PROBLEM A – Scale part of the listing below: write out again every line from the one that has "Practice. Place a marker on each instance of the red brick" through the one that has "x=339 y=239", requests included, with each answer coordinate multiplied by 2 and rounded to a whole number, halves going up. Leave the sample coordinates inside the requests unchanged.

Patricia Albere: When I can work with people I can get them to drop into this place, and from that place you're not solid. You're like this opening of who you are that's very particular but it's not a solid object, it's like what the scientists are saying - you're like this space of potential as Neil. When you and I connect from that deepest opening that you are, and you can see into the deepest place of where I am, and we literally start to connect from there, two spaces could connect, two fragrances can connect, two stones can't. Things that are solid can't actually interpenetrate.

Patricia Albere: When you start to build that level of the we, like you literally become a new kind of wine. Your grape and my grape, we become Merlot. When you're deepening and deepening into that, now does it mean that your personality and the crazy things that drive each other crazy go away? No. We still have separatenesses that are still going to operate but we have that to ... That becomes louder and louder and a place to return to and stand on. So that when you're dealing with the things that are different and challenging, you don't lose each other, you do it from being connected instead of separate.

Patricia Albere: Most arguments are completely separate. That's why people love having fights and making love because when you make love and you all of a sudden go, "Oh, it's you, it's me. You know, I remember you. You know, you don't look like the evil guy who's making me crazy." You go back to that place where the real connection is, and we have a very sophisticated but powerful way to just have humans find that, nurture that, deepen that because that's also where divinity arises from.

Patricia Albere: We include our human limitations and failings, but there's some source that I know Peter and I found where I felt myself as more beautiful, and more powerful. It was like I was almost witnessing her as he was. It was like some way of me being myself that I had never experienced nor had I ever been received in that way. My work is really devoted to deepening that for people, exploring that not as a spiritual bypass kind of thing but as making that louder and louder, and clearer, and more rich and substantial so that the other levels of us are kind of put more in their place. They're not everything.

Neil Sattin: Yes. We have had Jett Psaris on the show, one of the authors of Undefended Love, I'm not sure if her conversation will have aired by the time. We may do this one first. One of the places that she comes from, I'm not sure if you're familiar with her work at all is basically getting couples to the place where they're able to be totally open and vulnerable with each other.

Neil Sattin: When we're young we start out from a place like that and then we end up suffering some wound or something happens that creates a crack in the veneer of everything being one and perfect which gives us a really hard emotional internal experience. From that our personality emerges which she talks about as basically all of our ego structures that are about protecting us from the experience, from what we're afraid will happen if we're that vulnerable again.

Neil Sattin: Her practice is a lot about going inwards when you feel that fear happening, that closing happening. I love that this is almost like the equal and opposite approach to very similar way of getting at the essential self. Like what is there beneath the veneer of personality.

Patricia Albere: Yes. It's interesting because as you're speaking I'm realizing the direct access to the core which actually is findable  - interestingly -  I don't know why but it's almost like giving people ... Like if you're doing remote viewing and you give them coordinates. The coordinate of finding this deepest place in oneself is actually findable even though people think they can't, they find it.

Neil Sattin: Is that something we could talk about now?

DATA PROVIDED –
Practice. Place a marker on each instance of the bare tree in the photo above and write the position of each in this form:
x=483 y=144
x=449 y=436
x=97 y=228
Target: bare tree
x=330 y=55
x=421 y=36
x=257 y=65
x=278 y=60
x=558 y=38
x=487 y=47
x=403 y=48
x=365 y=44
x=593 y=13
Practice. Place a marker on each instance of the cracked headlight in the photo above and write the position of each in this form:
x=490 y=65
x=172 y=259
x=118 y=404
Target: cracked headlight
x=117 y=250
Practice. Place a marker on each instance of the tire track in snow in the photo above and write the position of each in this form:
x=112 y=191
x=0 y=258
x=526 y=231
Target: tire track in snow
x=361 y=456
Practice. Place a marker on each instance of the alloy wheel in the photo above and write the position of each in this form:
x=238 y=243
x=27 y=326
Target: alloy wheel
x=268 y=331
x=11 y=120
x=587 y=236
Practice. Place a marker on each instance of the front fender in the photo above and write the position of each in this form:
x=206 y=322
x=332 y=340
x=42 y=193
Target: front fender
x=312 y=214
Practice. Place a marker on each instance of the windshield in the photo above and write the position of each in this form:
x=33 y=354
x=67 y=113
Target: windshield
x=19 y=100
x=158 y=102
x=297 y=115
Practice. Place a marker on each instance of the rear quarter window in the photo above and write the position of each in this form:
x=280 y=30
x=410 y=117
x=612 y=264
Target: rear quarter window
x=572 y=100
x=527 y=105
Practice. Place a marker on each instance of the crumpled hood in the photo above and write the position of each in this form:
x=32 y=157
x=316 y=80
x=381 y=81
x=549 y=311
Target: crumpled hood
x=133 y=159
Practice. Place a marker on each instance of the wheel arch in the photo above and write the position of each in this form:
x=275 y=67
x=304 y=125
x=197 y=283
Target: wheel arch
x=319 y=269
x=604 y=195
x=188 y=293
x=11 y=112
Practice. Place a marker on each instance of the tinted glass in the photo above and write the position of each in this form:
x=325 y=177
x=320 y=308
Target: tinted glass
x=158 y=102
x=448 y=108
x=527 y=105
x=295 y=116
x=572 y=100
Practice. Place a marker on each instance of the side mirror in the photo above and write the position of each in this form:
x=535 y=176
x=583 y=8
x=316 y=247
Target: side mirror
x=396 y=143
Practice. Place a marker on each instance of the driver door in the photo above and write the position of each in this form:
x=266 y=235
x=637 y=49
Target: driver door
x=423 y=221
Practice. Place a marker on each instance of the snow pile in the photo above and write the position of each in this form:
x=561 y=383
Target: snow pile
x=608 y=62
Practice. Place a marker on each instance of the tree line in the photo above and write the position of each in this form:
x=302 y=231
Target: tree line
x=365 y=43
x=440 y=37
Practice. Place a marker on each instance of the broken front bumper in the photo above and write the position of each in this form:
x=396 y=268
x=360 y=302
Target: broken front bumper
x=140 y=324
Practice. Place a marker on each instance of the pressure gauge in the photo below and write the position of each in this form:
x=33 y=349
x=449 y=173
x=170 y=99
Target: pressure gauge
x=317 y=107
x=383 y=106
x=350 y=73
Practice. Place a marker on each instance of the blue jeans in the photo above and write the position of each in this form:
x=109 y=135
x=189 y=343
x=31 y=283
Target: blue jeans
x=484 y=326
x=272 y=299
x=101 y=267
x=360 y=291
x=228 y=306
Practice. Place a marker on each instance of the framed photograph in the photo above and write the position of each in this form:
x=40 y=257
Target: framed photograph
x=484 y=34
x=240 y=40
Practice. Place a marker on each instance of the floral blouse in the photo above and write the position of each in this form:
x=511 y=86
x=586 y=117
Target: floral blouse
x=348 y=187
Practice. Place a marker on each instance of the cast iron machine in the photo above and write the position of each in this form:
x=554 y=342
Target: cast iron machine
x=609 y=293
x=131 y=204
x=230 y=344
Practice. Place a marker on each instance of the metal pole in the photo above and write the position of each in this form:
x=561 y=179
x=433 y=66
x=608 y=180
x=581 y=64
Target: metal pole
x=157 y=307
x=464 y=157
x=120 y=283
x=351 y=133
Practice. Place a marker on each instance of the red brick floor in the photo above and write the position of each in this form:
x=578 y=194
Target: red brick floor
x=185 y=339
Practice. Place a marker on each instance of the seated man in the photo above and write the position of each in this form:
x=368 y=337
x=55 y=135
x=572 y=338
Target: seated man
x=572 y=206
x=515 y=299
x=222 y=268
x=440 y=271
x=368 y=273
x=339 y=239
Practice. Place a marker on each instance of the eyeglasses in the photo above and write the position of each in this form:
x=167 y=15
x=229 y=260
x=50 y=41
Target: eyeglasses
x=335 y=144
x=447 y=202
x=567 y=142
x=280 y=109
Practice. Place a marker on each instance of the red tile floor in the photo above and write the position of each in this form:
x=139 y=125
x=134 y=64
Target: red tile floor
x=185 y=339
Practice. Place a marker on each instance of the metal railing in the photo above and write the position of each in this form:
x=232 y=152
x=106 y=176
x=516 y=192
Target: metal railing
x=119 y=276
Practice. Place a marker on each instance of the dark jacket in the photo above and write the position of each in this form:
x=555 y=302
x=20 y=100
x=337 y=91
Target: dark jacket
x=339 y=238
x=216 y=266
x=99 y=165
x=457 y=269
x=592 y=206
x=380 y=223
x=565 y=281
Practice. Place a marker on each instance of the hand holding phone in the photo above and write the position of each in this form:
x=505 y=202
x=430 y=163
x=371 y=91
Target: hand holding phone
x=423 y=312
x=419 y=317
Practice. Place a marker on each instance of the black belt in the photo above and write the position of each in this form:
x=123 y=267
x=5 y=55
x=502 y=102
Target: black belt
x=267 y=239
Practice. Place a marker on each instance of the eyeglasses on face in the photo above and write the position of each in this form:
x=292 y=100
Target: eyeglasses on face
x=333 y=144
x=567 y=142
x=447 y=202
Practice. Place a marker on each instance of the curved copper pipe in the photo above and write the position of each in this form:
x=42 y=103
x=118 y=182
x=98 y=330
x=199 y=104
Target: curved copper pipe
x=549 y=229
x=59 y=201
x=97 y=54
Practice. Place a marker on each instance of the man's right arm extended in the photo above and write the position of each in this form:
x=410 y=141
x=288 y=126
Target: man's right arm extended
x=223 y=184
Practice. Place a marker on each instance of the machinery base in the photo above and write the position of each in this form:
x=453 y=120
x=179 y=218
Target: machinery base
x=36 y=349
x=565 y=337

PROBLEM B – Return the part of the interview transcript above that begins at the words "Patricia Albere: Yes." and stops after the words "they find it.", copied word for word.

CORRECT RESULT A –
Practice. Place a marker on each instance of the red brick floor in the photo above and write the position of each in this form:
x=578 y=194
Target: red brick floor
x=370 y=678
Practice. Place a marker on each instance of the seated man in the photo above and write the position of each in this form:
x=368 y=337
x=55 y=135
x=572 y=338
Target: seated man
x=1144 y=412
x=1030 y=598
x=444 y=536
x=880 y=542
x=736 y=546
x=678 y=478

CORRECT RESULT B –
Patricia Albere: Yes. It's interesting because as you're speaking I'm realizing the direct access to the core which actually is findable  - interestingly -  I don't know why but it's almost like giving people ... Like if you're doing remote viewing and you give them coordinates. The coordinate of finding this deepest place in oneself is actually findable even though people think they can't, they find it.